About this Research Topic
Many patient decision aids are developed with the aim of helping patients clarify and communicate their subjective values and preferences in relation to the medical choices at hand. Knowledge of these values and preferences can help patients and health care professionals determine the medical intervention that is right for the patient.
Digital health technologies present unique opportunities for creating new ways to advance the design, adoption, usage and evaluation of patient-centred decision aids and support the clarification and communication of subjective values and preferences. However, there is a dearth of systematic research on these opportunities.
This Research Topic focuses on the current use of and the opportunities that digital technologies present for furthering the design, development, deployment and usefulness of patient decision aids.
Potential themes include, but are not limited to:
1) Digital technology and patient decision aids,
2) New approaches, designs, developments and innovations,
3) Human factors in elucidating subjective values and preferences,
4) Awareness and real-world use of digital patient decision aids,
5) Usability and acceptability of digital patient decision aids,
6) Current and potential applications in different settings,
7) Barriers and facilitators to use of digital technology in SDM,
8) Future possibilities and challenges of patient decision aids and digital technology,
9) Inclusion, diversity, and accessibility of patient decision aids with digital technology, and,
10) Ethical, technical and regulatory (design) considerations.

+ + + +

Exercise instructions >>
[1] Answer these questions about the research topic description on digital patient decision aids:
(a) What do many patient decision aids aim to help patients clarify and communicate?
(b) What does the description say is lacking about the opportunities digital health technologies present?
(c) What is the last potential theme in the list?
[2] Write the next part of the research topic description on digital patient decision aids, starting after its final listed theme.

Stored entries:
+ + + +

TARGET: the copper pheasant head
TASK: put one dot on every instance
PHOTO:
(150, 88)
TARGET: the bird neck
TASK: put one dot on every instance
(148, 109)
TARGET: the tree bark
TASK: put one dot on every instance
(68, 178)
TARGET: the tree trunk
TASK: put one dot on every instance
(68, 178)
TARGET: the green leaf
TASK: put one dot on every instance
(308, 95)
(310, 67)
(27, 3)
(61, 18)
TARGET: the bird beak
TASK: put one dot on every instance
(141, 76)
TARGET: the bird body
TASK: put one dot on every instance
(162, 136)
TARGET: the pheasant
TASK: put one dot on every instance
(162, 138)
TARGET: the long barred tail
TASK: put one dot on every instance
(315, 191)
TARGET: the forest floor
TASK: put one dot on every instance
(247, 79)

+ + + +

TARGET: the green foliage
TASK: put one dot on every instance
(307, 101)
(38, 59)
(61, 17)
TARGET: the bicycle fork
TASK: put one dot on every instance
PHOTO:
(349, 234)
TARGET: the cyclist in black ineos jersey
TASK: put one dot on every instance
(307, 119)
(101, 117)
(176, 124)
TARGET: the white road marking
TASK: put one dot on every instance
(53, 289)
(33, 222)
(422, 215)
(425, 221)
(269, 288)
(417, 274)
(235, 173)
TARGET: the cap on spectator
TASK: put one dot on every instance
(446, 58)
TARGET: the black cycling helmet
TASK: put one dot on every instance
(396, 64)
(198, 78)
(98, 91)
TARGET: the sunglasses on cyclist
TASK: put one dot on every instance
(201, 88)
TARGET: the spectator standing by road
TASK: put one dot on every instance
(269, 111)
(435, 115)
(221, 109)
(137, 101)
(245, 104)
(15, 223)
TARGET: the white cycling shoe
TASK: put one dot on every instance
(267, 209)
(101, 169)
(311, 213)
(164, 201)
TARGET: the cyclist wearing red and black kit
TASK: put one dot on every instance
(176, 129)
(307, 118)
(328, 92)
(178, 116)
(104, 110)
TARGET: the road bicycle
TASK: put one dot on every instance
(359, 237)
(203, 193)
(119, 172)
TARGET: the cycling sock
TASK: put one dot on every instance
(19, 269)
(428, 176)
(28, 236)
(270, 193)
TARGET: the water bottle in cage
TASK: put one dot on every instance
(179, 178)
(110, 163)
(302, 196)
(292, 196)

+ + + +

Answers for the exercise >>
[1]
(a) Their subjective values and preferences in relation to the medical choices at hand.
(b) Systematic research on these opportunities.
(c) Ethical, technical and regulatory (design) considerations.

[2]
This Research Topic welcomes original research, review, method and theory, and perspective articles that address the diversity of themes around digital health technologies and human factors in patient decision aids. Brief research reports and mini reviews are also encouraged. Articles types should be selected that correspond with the stage of research and scope of the contribution.
Keywords: Patient decision aids, shared decision making, values and preferences, digital health, human factors, technology
Important Note: All contributions to this Research Topic must be within the scope of the section and journal to which they are submitted, as defined in their mission statements. Frontiers reserves the right to guide an out-of-scope manuscript to a more suitable section or journal at any stage of peer review.